■ Set task:
Starting at the line that contains "Reviewer note: check that each instance of the sunlit" and ending at the last line of the records, rewrite every line, including the requests, and shift each answer coordinate by adding -82 to it. Leave all other numbers unchanged.
-- START Input rows --
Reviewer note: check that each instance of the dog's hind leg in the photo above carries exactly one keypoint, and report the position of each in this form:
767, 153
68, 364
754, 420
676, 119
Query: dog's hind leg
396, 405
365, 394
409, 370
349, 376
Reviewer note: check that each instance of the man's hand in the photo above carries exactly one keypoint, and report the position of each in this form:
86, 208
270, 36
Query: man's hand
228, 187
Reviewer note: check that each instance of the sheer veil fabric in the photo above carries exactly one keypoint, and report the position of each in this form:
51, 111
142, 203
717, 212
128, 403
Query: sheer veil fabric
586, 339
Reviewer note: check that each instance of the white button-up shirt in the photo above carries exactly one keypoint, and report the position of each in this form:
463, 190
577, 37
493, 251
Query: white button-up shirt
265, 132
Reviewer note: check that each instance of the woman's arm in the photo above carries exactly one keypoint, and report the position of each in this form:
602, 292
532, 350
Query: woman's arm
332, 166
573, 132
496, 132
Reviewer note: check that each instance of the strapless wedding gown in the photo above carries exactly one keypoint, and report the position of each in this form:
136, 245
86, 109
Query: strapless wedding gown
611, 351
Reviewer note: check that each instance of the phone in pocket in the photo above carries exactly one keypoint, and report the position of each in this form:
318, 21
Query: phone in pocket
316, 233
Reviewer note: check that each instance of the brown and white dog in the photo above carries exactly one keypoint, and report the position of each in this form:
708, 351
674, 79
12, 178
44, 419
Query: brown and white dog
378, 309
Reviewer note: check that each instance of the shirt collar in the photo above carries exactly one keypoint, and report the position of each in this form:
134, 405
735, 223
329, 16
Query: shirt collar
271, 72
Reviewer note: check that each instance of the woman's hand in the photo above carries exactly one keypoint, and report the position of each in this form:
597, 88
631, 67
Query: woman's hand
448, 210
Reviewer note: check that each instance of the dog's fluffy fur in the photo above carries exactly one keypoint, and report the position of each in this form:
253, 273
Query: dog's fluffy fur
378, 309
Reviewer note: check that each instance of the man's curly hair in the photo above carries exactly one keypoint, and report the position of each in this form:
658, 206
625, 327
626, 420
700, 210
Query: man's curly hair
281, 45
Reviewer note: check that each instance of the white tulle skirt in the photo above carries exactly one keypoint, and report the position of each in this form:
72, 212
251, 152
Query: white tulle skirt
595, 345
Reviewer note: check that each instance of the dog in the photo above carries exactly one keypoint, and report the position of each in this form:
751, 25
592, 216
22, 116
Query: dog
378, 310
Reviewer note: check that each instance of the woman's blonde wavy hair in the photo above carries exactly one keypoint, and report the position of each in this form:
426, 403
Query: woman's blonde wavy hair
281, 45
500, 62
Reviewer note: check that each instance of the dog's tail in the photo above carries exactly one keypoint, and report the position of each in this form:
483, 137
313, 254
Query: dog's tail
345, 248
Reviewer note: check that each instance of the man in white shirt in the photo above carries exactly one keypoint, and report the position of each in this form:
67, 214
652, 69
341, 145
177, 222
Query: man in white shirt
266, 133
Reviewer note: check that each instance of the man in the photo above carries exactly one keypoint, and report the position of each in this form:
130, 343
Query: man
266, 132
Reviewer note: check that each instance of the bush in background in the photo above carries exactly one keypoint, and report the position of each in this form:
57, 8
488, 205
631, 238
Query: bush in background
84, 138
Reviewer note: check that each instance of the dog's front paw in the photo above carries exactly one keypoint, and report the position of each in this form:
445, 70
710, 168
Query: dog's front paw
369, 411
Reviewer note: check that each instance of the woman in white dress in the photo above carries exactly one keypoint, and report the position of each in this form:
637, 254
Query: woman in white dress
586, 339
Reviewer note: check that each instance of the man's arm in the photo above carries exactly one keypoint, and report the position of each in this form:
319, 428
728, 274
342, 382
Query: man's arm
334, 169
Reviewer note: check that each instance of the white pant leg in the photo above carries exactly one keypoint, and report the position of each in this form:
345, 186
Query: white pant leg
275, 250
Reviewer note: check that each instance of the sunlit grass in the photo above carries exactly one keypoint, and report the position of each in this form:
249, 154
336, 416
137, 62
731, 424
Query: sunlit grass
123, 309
-- END Input rows --
■ Answer for this exercise:
Reviewer note: check that each instance of the sunlit grass in the photo above carries exactly one keypoint, and report the position of each in this form:
249, 154
336, 416
137, 62
731, 424
Query: sunlit grass
41, 227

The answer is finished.